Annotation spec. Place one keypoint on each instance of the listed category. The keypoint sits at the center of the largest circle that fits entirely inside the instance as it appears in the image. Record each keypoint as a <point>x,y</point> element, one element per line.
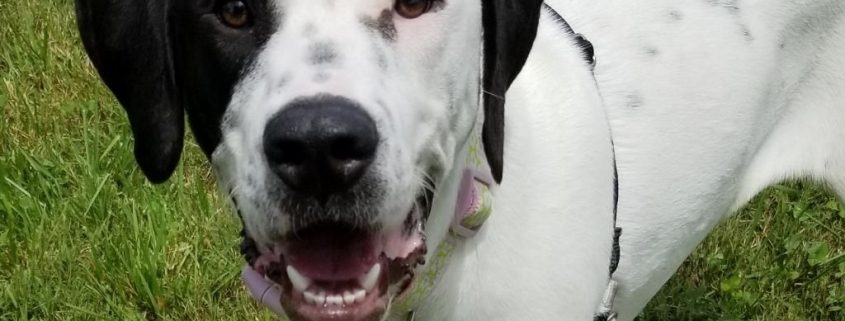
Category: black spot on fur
<point>383,25</point>
<point>635,101</point>
<point>676,15</point>
<point>747,33</point>
<point>309,31</point>
<point>322,53</point>
<point>321,77</point>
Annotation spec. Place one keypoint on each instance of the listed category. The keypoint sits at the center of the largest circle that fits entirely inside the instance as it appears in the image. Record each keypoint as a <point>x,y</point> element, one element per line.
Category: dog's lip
<point>325,260</point>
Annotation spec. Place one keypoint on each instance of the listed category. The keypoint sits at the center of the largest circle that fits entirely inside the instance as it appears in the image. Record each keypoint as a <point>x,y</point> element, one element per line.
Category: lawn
<point>84,237</point>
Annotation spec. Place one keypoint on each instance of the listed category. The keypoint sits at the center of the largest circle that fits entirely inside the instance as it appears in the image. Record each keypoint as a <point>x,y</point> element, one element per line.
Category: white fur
<point>719,113</point>
<point>704,106</point>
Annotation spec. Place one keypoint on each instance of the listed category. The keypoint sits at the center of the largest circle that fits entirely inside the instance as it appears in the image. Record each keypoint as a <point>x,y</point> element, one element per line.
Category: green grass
<point>84,237</point>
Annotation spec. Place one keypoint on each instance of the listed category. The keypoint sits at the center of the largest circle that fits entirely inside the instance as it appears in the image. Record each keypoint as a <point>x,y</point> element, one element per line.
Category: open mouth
<point>332,271</point>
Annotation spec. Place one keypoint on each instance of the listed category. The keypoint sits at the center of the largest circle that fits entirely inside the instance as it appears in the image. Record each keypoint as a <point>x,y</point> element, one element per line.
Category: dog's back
<point>709,103</point>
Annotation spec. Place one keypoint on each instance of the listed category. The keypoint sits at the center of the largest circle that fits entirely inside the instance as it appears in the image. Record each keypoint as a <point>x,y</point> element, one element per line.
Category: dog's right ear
<point>129,43</point>
<point>510,27</point>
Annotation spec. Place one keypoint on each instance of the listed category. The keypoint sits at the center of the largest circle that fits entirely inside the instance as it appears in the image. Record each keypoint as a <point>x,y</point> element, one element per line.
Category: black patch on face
<point>322,53</point>
<point>212,58</point>
<point>382,25</point>
<point>164,58</point>
<point>358,207</point>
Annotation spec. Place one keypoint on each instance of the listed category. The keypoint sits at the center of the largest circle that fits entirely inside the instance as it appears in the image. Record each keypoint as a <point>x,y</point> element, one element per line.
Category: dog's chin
<point>333,271</point>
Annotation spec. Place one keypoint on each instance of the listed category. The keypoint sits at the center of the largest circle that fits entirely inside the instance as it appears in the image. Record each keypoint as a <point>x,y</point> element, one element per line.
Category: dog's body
<point>709,103</point>
<point>704,103</point>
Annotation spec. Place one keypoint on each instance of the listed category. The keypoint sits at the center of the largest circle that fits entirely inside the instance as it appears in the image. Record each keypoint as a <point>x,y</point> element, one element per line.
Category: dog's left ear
<point>510,27</point>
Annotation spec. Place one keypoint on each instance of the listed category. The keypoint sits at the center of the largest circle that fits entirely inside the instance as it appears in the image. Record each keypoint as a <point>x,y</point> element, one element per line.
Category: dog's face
<point>329,123</point>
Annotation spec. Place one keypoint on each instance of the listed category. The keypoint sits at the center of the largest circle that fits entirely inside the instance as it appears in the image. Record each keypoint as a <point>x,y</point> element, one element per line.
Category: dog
<point>344,131</point>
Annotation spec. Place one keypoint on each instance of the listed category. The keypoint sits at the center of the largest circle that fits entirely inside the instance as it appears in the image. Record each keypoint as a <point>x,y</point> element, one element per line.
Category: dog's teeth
<point>368,281</point>
<point>359,295</point>
<point>334,300</point>
<point>312,298</point>
<point>348,297</point>
<point>300,282</point>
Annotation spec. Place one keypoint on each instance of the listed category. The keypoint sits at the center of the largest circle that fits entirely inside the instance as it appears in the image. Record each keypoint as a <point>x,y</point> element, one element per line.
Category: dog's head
<point>329,122</point>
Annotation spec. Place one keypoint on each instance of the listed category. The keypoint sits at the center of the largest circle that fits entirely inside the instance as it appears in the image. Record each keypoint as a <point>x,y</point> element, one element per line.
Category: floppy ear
<point>129,43</point>
<point>509,30</point>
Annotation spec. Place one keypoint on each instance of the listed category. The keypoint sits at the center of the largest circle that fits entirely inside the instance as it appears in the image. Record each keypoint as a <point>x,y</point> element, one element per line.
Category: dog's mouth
<point>333,271</point>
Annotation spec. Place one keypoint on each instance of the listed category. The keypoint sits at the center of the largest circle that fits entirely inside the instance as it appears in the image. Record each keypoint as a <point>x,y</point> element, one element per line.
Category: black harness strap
<point>606,312</point>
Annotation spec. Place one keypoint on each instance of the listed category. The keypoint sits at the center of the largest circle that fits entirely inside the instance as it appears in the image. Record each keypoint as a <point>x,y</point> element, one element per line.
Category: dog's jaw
<point>341,275</point>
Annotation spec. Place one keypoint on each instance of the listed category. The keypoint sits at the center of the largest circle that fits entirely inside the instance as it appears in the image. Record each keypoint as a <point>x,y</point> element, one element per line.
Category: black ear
<point>129,43</point>
<point>510,27</point>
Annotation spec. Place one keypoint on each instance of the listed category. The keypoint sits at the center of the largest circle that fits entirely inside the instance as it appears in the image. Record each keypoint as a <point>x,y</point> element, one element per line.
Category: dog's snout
<point>319,146</point>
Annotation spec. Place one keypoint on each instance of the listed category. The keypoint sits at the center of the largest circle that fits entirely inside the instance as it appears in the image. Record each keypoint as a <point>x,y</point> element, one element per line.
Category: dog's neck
<point>547,244</point>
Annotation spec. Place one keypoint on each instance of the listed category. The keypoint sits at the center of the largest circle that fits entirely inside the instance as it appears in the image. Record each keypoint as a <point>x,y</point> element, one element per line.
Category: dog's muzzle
<point>337,262</point>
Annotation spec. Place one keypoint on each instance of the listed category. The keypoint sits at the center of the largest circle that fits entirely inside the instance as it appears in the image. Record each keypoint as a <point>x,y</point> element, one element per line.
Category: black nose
<point>319,146</point>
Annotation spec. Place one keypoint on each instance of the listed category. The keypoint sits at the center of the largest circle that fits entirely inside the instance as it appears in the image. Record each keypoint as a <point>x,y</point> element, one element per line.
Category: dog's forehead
<point>292,9</point>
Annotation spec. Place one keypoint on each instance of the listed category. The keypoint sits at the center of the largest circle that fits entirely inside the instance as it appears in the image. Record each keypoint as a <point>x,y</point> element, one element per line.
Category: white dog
<point>349,135</point>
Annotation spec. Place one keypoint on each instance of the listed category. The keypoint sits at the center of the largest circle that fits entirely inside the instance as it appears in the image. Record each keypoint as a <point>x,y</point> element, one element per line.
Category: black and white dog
<point>342,130</point>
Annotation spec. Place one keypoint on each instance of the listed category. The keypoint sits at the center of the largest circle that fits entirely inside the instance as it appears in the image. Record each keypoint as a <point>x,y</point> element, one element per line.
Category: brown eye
<point>411,9</point>
<point>234,14</point>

━━━

Instructions for the task:
The records above must be printed exactly; the pictures stay out.

Task result:
Annotation spec. Place one keypoint on each instance of the listed category. The keypoint sits at the center of the largest circle that fits entirely inside the instance as it appears in the image. Record each keypoint as a <point>x,y</point> element, one element per line.
Category: black spot on fur
<point>383,25</point>
<point>635,101</point>
<point>676,15</point>
<point>747,33</point>
<point>309,31</point>
<point>322,53</point>
<point>321,77</point>
Annotation spec. Place one keypoint on each instance of the listed category. The keypoint sits at the center of the largest circle that fits entirely inside the instance as it appears in the image. Record each keypoint as a <point>x,y</point> element, one element per line.
Category: dog's lip
<point>325,260</point>
Annotation spec. Place one keypoint on each instance of the listed category. The keypoint sits at the center of the largest circle that fits entirely inside the instance as it appears in the image. Record each keypoint as a <point>x,y</point> element, one element per line.
Category: lawn
<point>84,237</point>
Annotation spec. Place one keypoint on each instance of the listed category. The keypoint sits at the center of the largest circle that fits entirely inside the instance as it appears in the image. Record each keypoint as a <point>x,y</point> element, one element per line.
Category: white fur
<point>719,113</point>
<point>704,106</point>
Annotation spec. Place one keypoint on each instance of the listed category. The keypoint sits at the center of the largest circle that fits entirely inside the instance as it appears in the image. Record each keypoint as a <point>x,y</point> element, one element per line.
Category: green grass
<point>84,237</point>
Annotation spec. Place one keypoint on each instance of the listed category. The keypoint sits at the center of the largest circle that fits entirely inside the instance as it appears in the image. Record each keypoint as a <point>x,y</point> element, one element per line.
Category: open mouth
<point>332,271</point>
Annotation spec. Place one keypoint on each instance of the listed category. The keypoint sits at the center of the largest circle that fits entirely inside the instance as it appears in the image. Record each keypoint as a <point>x,y</point> element, one element per line.
Category: dog's back
<point>709,103</point>
Annotation spec. Place one keypoint on each instance of the listed category. The keypoint sits at the center of the largest circle that fits entirely inside the instance as it appears in the image. Record each keypoint as a <point>x,y</point> element, one element per line.
Category: dog's right ear
<point>129,43</point>
<point>510,27</point>
Annotation spec. Place one keypoint on each instance of the listed category. The keypoint sits at the center of the largest circle that fits entirely inside the instance as it appears in the image. Record each keypoint as a <point>x,y</point> element, one element per line.
Category: black patch on face
<point>322,53</point>
<point>212,58</point>
<point>382,25</point>
<point>164,58</point>
<point>358,207</point>
Annotation spec. Place one keypoint on each instance of the listed category. The keypoint sits at the center of the largest circle that fits entirely inside the instance as it appears in the image. Record each keypoint as a <point>x,y</point> element, one element per line.
Category: dog's chin
<point>333,271</point>
Annotation spec. Place one keypoint on each instance of the listed category. The keypoint sits at the center of the largest circle that fits entirely inside the instance as it appears in the image. Record each keypoint as a <point>x,y</point> element, one element per line.
Category: dog's body
<point>709,103</point>
<point>704,103</point>
Annotation spec. Place one keypoint on each instance of the listed category. The keypoint sits at the center of the largest circle that fits entirely inside the instance as it appears in the image. Record each keypoint as a <point>x,y</point> element, one element per line.
Category: dog's left ear
<point>510,27</point>
Annotation spec. Place one keypoint on each instance of the listed category. The keypoint sits at the center of the largest circle that fits entirely inside the instance as it appears in the image. Record each keypoint as a <point>x,y</point> element, one element per line.
Category: dog's face
<point>329,123</point>
Annotation spec. Place one keypoint on each instance of the listed category. The keypoint sits at the center of the largest circle that fits entirely inside the instance as it appears in the image. Record each keypoint as a <point>x,y</point> element, one element per line.
Category: dog
<point>344,131</point>
Annotation spec. Place one keypoint on each instance of the listed category. The keypoint sits at the center of the largest circle that fits entirely inside the instance as it appears in the image. Record each keypoint as a <point>x,y</point> element, one element per line.
Category: dog's teeth
<point>368,281</point>
<point>359,295</point>
<point>334,300</point>
<point>312,298</point>
<point>348,297</point>
<point>300,282</point>
Annotation spec. Place one keypoint on each instance of the listed category. The keypoint sits at the center of the largest circle that fits entirely inside the instance as it appears in the image. Record each keypoint as a <point>x,y</point> element, one element per line.
Category: dog's head
<point>329,122</point>
Annotation spec. Place one keypoint on each instance of the listed category. The keypoint sits at the center of the largest circle that fits entirely inside the instance as it appears in the image. Record each keypoint as a <point>x,y</point> element, one element per line.
Category: floppy ear
<point>129,43</point>
<point>509,30</point>
Annotation spec. Place one keypoint on each instance of the listed category. The keypoint sits at the center of the largest circle that fits entirely inside the instance as it appears in the image. Record each keypoint as a <point>x,y</point> element, one element per line.
Category: dog's mouth
<point>333,271</point>
Annotation spec. Place one keypoint on each instance of the listed category. The keypoint sits at the center of the largest circle that fits entirely inside the instance as it appears in the image. Record each keypoint as a <point>x,y</point> element, one element per line.
Category: black harness strap
<point>606,312</point>
Annotation spec. Place one keypoint on each instance of the listed category. The keypoint sits at the center of the largest circle that fits entirely inside the instance as it appears in the image. Record each keypoint as a <point>x,y</point> element, one element per line.
Category: dog's jaw
<point>341,275</point>
Annotation spec. Place one keypoint on each instance of the listed category. The keypoint sits at the center of the largest circle that fits entirely inside the instance as it appears in the image. Record each keypoint as a <point>x,y</point> element, one element per line.
Category: black ear
<point>129,43</point>
<point>510,27</point>
Annotation spec. Place one keypoint on each instance of the listed category. The keypoint sits at the center of the largest circle that fits entirely inside the instance as it appears in the image. Record each keypoint as a <point>x,y</point> element, one element per line.
Category: dog's snout
<point>319,146</point>
Annotation spec. Place one keypoint on each instance of the listed category. The keypoint sits at the center of the largest circle that fits entirely inside the instance as it appears in the image. Record each keypoint as a <point>x,y</point> element, one element per line.
Category: dog's neck
<point>547,244</point>
Annotation spec. Place one keypoint on each instance of the listed category. The keypoint sits at the center of the largest circle that fits entirely inside the instance as it appears in the image. Record each keypoint as a <point>x,y</point> element, one element per line.
Category: dog's muzzle
<point>337,262</point>
Annotation spec. Place one keypoint on each instance of the listed category. The keypoint sits at the center of the largest circle that fits entirely inside the instance as it appears in the image. Record each keypoint as a <point>x,y</point> element, one element per line.
Category: black nose
<point>319,146</point>
Annotation spec. Place one keypoint on each instance of the listed category. The keypoint sits at the center of the largest circle that fits entirely inside the instance as it appears in the image. Record each keypoint as a <point>x,y</point> element, one element per line.
Category: dog's forehead
<point>292,9</point>
Annotation spec. Place one keypoint on each instance of the listed category. The keypoint sits at the center of the largest circle that fits entirely inside the instance as it appears in the image. Record each keypoint as a <point>x,y</point> element, one element per line.
Category: white dog
<point>349,135</point>
Annotation spec. Place one keypoint on each instance of the listed category. The keypoint sits at the center of the largest circle that fits entirely inside the instance as it appears in the image. Record each keypoint as a <point>x,y</point> element, one element per line.
Category: black and white dog
<point>342,130</point>
Annotation spec. Place one keypoint on each instance of the listed category. The keypoint sits at the center of the largest circle that fits entirely inside the instance as it appears in the image. Record each keypoint as a <point>x,y</point> element, one element per line.
Category: brown eye
<point>411,9</point>
<point>234,14</point>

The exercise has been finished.